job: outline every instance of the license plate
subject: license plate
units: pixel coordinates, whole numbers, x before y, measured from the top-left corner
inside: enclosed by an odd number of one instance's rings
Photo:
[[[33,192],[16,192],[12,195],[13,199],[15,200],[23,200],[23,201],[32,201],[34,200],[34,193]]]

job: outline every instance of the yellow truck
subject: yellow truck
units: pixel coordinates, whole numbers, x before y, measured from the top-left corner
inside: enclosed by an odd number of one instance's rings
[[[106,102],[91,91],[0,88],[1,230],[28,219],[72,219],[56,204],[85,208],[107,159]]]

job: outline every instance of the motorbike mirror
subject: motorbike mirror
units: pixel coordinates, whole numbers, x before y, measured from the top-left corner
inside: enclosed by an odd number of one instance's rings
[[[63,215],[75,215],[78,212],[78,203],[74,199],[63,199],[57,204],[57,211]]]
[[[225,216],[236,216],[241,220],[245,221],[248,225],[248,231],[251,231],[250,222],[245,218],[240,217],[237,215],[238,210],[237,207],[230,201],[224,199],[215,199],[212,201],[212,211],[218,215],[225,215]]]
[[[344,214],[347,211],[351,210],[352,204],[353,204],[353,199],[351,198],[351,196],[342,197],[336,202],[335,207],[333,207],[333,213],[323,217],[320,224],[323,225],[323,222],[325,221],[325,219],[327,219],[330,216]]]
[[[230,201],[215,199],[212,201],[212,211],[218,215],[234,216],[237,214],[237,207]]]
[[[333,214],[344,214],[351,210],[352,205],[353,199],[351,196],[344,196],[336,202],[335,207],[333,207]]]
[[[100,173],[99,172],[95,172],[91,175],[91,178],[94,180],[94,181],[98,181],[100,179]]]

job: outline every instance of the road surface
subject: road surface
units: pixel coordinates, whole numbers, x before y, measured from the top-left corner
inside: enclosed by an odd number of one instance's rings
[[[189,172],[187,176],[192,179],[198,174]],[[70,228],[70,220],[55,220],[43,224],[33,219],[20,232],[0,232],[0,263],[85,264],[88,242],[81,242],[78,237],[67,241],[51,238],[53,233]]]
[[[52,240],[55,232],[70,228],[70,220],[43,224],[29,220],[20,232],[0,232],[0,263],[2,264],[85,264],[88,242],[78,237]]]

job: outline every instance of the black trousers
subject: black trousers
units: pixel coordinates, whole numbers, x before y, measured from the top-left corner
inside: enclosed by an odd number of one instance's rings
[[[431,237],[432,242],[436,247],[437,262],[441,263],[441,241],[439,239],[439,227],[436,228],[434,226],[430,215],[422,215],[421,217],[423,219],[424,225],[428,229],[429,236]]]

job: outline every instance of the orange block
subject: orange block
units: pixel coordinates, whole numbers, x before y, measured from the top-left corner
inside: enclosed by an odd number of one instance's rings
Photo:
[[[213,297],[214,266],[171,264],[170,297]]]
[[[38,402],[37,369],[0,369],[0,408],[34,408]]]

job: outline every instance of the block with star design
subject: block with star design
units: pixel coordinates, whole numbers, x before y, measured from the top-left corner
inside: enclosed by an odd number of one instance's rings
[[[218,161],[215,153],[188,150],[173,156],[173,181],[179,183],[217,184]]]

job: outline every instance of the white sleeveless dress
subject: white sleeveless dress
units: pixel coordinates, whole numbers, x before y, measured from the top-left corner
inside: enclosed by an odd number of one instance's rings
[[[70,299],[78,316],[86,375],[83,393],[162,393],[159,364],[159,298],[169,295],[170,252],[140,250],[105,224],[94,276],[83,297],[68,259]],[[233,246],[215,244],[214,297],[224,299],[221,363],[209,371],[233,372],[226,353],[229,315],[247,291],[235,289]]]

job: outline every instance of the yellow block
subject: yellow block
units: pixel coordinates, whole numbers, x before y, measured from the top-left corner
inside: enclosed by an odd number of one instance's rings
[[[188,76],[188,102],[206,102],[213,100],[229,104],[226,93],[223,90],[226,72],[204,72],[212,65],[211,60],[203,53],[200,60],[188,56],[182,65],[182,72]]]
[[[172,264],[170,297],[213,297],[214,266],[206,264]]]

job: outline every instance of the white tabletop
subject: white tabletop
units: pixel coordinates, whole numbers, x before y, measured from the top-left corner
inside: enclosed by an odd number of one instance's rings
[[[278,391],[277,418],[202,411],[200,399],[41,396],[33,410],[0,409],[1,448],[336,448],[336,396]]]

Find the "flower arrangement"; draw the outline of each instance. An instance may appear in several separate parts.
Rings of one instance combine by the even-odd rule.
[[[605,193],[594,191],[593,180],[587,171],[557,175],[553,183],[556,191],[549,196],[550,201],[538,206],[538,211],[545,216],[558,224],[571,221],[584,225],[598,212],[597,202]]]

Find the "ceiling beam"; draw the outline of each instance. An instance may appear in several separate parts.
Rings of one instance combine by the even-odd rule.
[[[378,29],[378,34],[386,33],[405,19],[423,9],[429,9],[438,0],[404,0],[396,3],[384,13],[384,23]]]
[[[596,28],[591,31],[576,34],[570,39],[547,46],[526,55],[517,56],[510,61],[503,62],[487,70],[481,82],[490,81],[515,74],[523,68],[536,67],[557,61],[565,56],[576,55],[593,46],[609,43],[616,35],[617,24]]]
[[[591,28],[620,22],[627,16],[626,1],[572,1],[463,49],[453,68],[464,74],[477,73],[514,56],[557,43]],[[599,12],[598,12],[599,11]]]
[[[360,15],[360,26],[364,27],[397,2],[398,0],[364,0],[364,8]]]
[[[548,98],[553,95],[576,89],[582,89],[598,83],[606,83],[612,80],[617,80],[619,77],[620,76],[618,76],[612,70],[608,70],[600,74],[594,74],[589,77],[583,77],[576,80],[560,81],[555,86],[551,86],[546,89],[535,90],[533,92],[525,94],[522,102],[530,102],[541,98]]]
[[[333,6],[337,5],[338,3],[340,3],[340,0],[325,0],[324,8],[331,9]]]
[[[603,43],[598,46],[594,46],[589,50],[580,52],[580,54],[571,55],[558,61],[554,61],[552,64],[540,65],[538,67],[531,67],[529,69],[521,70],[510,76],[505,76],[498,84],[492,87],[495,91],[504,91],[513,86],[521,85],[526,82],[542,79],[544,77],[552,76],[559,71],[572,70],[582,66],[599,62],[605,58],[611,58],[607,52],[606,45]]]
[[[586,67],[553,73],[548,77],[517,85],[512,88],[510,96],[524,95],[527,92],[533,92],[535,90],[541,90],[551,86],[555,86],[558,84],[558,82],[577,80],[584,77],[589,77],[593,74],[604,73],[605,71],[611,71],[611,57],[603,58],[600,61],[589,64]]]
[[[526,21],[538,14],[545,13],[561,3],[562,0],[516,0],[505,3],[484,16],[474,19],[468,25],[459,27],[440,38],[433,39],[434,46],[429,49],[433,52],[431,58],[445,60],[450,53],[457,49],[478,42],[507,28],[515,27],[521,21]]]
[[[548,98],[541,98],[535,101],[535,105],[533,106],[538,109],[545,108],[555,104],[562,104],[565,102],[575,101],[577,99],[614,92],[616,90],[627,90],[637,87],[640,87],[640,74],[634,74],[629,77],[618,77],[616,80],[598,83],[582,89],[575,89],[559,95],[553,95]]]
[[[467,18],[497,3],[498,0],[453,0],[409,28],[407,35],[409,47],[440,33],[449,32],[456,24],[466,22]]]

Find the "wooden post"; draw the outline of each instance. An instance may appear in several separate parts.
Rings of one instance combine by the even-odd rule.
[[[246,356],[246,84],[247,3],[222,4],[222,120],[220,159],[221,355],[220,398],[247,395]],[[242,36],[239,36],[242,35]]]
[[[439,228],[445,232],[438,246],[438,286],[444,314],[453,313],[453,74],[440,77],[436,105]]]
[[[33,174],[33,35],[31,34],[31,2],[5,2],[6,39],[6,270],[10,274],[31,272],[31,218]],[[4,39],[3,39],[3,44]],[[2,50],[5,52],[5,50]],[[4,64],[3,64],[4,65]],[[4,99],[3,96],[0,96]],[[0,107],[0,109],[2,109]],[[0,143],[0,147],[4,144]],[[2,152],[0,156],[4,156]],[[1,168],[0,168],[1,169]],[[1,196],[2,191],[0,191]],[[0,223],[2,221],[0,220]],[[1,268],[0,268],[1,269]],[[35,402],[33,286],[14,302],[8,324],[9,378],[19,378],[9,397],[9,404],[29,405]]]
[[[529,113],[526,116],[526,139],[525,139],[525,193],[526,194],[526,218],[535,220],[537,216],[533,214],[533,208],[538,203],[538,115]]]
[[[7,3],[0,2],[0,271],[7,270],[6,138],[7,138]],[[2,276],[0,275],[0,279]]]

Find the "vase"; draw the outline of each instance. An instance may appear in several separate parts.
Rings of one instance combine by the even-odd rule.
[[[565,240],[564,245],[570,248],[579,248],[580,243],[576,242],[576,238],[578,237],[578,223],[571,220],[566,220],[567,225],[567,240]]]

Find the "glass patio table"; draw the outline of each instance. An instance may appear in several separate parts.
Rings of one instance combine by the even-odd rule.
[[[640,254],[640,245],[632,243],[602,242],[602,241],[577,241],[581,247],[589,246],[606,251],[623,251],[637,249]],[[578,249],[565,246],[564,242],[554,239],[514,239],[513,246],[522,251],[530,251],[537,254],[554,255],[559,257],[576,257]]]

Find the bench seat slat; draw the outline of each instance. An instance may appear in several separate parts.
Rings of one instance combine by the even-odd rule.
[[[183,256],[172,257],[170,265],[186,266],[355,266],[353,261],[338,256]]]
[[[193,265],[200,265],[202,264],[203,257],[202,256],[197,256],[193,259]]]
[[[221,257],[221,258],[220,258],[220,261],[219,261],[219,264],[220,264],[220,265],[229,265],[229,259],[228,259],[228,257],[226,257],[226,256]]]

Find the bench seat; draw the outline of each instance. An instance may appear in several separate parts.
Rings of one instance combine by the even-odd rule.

*****

• ACTION ITEM
Find and copy each line above that includes the string "design".

• WRITTEN REPLY
job: outline every instance of the block with star design
subject: block with star design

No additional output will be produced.